### Problem to solve
From the line below that contains "of the man's" down through the last of the records, give every line as a numbered list, leaving out blank lines.

### Records shown
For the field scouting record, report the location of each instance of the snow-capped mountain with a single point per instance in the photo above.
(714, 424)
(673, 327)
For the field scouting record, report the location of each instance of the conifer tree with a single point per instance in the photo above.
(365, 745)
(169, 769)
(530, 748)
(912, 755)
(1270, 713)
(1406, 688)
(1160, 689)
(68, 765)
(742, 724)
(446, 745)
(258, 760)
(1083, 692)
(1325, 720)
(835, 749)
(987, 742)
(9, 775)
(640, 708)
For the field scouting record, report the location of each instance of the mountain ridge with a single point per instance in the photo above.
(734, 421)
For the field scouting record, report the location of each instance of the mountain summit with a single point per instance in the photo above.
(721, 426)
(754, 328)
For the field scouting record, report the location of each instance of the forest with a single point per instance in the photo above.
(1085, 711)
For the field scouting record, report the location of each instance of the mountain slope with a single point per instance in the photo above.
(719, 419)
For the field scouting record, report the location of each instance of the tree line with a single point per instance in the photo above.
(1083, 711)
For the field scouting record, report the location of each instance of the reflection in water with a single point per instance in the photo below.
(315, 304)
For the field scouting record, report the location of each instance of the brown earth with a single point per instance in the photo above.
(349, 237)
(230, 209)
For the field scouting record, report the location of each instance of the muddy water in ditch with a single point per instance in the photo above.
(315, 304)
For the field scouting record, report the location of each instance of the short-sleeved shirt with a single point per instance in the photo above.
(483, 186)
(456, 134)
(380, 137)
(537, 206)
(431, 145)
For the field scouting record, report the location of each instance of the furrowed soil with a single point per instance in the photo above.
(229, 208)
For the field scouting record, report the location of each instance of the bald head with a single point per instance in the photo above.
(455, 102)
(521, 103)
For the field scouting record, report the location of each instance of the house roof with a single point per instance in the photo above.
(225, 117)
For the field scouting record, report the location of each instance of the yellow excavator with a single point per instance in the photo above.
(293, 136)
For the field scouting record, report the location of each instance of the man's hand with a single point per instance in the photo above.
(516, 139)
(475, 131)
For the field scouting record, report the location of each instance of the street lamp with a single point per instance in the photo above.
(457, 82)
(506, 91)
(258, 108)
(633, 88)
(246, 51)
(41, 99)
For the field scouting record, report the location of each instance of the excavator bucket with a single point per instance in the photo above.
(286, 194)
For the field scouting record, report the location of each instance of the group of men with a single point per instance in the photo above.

### Complete response
1. For the field scouting record, report the location of each instance of the man's hand with a single point per instance in the photo above.
2. (516, 139)
3. (475, 131)
4. For the field scouting record, report the location of each instance of the street lamp with a single point per instance in the photo above.
5. (457, 82)
6. (506, 91)
7. (258, 108)
8. (633, 88)
9. (246, 51)
10. (41, 99)
11. For the field scouting record, report the location of each instance of the excavator bucket with a single point per instance in the photo above.
12. (286, 194)
13. For the field scouting record, report the location of each instance of the group of men with a single point per instance in the photo above.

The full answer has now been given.